--- START Information provided ---

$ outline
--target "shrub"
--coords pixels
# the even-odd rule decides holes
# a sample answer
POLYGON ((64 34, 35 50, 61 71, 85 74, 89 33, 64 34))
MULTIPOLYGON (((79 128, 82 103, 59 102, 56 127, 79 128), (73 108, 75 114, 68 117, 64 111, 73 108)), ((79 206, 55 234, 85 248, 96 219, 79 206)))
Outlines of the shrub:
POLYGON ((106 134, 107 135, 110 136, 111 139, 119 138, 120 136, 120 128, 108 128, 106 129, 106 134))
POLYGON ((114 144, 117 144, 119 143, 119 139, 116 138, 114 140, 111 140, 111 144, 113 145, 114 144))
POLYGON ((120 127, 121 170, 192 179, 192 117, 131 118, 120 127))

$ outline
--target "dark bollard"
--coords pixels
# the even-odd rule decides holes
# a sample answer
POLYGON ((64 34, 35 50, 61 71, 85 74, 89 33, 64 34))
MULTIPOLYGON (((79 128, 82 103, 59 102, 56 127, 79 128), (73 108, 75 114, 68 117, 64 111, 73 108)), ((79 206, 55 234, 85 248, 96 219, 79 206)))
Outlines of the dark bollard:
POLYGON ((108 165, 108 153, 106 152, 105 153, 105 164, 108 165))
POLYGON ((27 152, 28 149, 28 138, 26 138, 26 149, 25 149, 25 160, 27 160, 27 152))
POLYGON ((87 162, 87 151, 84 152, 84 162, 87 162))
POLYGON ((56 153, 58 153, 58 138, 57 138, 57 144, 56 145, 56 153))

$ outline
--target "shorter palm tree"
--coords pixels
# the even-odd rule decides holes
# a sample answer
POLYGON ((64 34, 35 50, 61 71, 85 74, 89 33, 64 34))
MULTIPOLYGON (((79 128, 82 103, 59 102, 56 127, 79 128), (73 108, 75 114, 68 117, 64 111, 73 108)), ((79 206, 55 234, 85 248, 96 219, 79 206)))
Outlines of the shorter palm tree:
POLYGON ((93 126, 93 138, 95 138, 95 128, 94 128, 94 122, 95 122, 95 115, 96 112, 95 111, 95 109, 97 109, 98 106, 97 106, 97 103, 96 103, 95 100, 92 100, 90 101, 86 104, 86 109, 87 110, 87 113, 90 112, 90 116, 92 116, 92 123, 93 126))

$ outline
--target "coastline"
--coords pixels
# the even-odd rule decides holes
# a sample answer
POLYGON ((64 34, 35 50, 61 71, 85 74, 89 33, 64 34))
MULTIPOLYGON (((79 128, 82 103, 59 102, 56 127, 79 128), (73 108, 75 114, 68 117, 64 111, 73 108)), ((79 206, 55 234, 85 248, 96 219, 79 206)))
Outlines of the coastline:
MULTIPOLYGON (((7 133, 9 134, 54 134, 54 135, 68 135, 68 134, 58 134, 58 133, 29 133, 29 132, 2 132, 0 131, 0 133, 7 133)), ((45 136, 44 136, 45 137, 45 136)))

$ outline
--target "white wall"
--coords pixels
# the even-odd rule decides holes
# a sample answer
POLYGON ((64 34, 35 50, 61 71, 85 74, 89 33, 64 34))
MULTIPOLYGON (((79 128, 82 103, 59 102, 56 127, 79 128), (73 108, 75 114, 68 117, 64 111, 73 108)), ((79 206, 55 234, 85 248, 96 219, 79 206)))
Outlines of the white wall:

--- END Information provided ---

(Written exercise)
Copy everything from the start of the records down through the line containing "POLYGON ((106 134, 107", swapping "shrub" for "bush" and leaving all else unchanged.

(Exercise answer)
$ outline
--target "bush"
--coords pixels
# the even-odd rule decides holes
# a sample answer
POLYGON ((64 34, 35 50, 61 71, 85 74, 89 33, 64 34))
MULTIPOLYGON (((79 128, 82 103, 59 102, 56 127, 79 128), (73 108, 75 114, 68 117, 64 111, 73 108)), ((79 206, 55 234, 85 248, 96 219, 79 206)))
Outlines of the bush:
POLYGON ((106 134, 107 135, 110 136, 111 139, 119 138, 120 136, 120 128, 108 128, 106 129, 106 134))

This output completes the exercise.